— BEGIN —

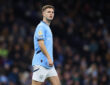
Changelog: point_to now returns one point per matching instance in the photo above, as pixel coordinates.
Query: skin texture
(48, 16)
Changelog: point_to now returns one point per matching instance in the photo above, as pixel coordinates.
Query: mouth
(50, 16)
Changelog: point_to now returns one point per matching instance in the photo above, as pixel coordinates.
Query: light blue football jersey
(42, 32)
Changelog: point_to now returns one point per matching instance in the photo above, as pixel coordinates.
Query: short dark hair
(47, 6)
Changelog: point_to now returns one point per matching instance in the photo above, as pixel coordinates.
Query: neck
(47, 21)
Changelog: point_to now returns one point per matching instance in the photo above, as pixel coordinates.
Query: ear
(43, 13)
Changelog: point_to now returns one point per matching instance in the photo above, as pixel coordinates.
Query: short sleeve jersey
(42, 32)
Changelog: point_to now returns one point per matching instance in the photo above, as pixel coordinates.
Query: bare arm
(44, 50)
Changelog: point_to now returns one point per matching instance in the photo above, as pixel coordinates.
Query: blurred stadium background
(81, 30)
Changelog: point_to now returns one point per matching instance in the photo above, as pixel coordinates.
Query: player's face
(48, 14)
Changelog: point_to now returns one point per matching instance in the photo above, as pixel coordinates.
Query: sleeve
(40, 33)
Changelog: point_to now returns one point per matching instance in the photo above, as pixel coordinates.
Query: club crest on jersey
(40, 32)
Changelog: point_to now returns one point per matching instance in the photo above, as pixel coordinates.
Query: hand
(50, 62)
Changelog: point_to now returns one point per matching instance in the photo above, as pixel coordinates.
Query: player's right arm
(44, 51)
(40, 35)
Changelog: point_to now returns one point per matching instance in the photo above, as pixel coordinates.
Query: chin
(50, 19)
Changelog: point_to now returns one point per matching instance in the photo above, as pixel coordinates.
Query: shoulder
(41, 26)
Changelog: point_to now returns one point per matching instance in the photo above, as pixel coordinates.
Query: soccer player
(43, 67)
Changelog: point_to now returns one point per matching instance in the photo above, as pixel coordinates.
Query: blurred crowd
(81, 32)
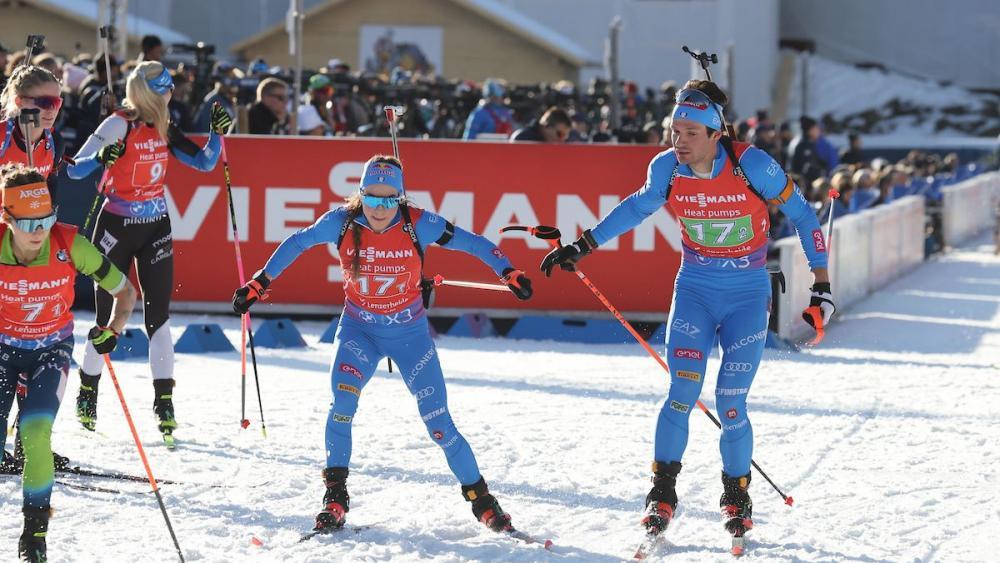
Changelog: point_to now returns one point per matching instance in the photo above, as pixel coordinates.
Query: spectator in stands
(491, 116)
(852, 154)
(803, 156)
(227, 80)
(179, 105)
(581, 128)
(269, 114)
(152, 48)
(553, 127)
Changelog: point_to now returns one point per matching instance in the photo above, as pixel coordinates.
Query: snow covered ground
(886, 436)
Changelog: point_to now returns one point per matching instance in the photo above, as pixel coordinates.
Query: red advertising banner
(283, 184)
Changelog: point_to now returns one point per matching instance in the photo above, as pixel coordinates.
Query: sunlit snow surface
(887, 437)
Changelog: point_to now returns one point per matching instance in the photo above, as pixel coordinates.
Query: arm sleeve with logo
(186, 151)
(771, 181)
(110, 131)
(326, 229)
(90, 262)
(431, 226)
(644, 202)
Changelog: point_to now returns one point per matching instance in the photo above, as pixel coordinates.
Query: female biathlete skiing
(381, 241)
(32, 88)
(718, 190)
(134, 145)
(39, 259)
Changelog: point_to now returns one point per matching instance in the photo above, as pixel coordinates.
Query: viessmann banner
(282, 185)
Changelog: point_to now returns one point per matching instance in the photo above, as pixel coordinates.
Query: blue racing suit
(725, 295)
(363, 338)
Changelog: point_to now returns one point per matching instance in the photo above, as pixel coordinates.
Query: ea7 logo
(687, 353)
(684, 327)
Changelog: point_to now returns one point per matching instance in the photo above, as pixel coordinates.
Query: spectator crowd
(337, 102)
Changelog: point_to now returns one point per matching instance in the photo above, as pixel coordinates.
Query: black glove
(253, 290)
(103, 338)
(110, 153)
(221, 122)
(518, 283)
(567, 256)
(820, 305)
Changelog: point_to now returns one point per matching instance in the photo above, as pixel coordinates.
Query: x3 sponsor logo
(684, 327)
(349, 388)
(692, 375)
(680, 407)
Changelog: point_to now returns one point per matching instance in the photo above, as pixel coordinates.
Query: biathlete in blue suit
(719, 191)
(381, 240)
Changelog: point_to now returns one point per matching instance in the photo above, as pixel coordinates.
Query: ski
(651, 544)
(77, 470)
(529, 539)
(333, 531)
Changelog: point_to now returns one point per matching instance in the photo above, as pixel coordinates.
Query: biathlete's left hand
(518, 283)
(221, 122)
(821, 307)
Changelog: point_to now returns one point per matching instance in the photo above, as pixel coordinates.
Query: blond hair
(143, 104)
(23, 79)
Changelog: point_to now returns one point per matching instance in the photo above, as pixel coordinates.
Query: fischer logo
(687, 353)
(703, 200)
(23, 287)
(818, 241)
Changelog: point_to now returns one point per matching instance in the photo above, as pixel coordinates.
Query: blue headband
(696, 106)
(162, 83)
(382, 173)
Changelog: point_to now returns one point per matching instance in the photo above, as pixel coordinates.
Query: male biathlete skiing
(134, 144)
(718, 190)
(39, 259)
(381, 240)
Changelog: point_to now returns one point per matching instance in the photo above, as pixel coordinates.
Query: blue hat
(382, 173)
(161, 83)
(697, 106)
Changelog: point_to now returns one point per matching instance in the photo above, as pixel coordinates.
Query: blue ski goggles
(697, 106)
(388, 202)
(161, 83)
(36, 223)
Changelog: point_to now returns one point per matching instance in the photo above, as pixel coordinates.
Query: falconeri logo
(703, 200)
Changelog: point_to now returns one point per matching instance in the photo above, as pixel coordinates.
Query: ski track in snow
(885, 435)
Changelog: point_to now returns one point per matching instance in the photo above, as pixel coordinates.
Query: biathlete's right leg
(353, 365)
(109, 236)
(690, 335)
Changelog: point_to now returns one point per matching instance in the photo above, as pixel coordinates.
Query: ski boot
(86, 401)
(31, 546)
(737, 509)
(485, 507)
(9, 464)
(163, 406)
(336, 500)
(662, 498)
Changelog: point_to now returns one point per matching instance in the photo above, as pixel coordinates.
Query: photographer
(224, 93)
(553, 127)
(269, 114)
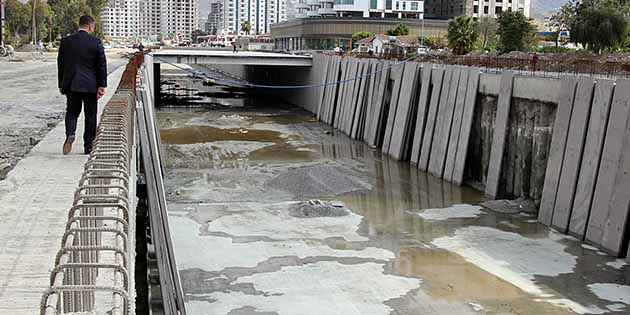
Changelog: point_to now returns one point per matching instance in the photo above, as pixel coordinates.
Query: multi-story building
(179, 18)
(401, 9)
(259, 13)
(214, 24)
(476, 8)
(128, 19)
(121, 19)
(149, 18)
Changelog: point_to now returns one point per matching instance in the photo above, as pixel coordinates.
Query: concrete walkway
(34, 203)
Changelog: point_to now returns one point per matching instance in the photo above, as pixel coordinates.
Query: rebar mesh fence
(91, 273)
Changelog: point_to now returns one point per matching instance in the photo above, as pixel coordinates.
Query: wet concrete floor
(378, 237)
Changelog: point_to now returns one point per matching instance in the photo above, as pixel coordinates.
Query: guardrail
(94, 268)
(149, 140)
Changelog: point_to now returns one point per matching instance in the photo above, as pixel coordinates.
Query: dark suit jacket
(81, 64)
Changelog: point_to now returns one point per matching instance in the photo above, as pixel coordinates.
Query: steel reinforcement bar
(92, 269)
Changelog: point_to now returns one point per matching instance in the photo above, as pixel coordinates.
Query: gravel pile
(318, 181)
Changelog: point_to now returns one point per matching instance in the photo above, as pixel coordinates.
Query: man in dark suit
(82, 70)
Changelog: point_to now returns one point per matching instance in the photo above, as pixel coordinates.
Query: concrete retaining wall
(563, 143)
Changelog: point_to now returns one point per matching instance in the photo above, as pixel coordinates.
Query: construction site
(261, 183)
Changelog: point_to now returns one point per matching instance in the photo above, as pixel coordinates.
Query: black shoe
(67, 145)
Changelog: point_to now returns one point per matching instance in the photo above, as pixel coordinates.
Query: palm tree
(462, 34)
(487, 28)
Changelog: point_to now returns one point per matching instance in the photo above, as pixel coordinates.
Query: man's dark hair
(86, 20)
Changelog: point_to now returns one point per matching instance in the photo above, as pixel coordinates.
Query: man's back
(82, 64)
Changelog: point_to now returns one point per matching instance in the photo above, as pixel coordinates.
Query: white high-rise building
(259, 13)
(494, 7)
(121, 19)
(411, 9)
(127, 19)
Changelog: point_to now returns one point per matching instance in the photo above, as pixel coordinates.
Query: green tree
(462, 34)
(514, 31)
(42, 14)
(68, 12)
(487, 28)
(599, 27)
(436, 42)
(195, 35)
(561, 21)
(18, 18)
(246, 27)
(357, 36)
(399, 30)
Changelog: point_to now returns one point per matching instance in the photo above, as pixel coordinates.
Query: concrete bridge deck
(223, 57)
(34, 202)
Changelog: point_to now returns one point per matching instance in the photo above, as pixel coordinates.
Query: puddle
(405, 242)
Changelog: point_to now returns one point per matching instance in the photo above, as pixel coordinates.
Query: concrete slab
(396, 76)
(453, 142)
(223, 57)
(340, 93)
(591, 157)
(609, 167)
(376, 119)
(34, 202)
(402, 121)
(467, 120)
(324, 63)
(421, 118)
(360, 111)
(556, 151)
(573, 154)
(429, 130)
(500, 133)
(439, 121)
(619, 207)
(354, 100)
(447, 123)
(376, 66)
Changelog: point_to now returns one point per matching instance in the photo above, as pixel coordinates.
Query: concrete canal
(273, 212)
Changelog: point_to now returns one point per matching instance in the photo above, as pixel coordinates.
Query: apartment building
(446, 9)
(132, 19)
(259, 13)
(121, 19)
(214, 24)
(401, 9)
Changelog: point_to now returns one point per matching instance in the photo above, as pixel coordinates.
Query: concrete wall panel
(396, 76)
(421, 117)
(425, 153)
(556, 152)
(458, 114)
(403, 112)
(375, 120)
(600, 216)
(573, 153)
(467, 120)
(591, 157)
(446, 124)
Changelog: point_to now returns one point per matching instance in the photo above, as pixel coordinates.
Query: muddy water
(235, 171)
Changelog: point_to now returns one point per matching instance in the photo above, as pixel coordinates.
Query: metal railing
(93, 269)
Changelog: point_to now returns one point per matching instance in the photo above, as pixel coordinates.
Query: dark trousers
(76, 100)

— END —

■ **Set problem**: Pull out every line above that contains the word "player" and copy each one.

■ **Exercise output**:
Query: player's face
Query: player's right arm
Query: soccer player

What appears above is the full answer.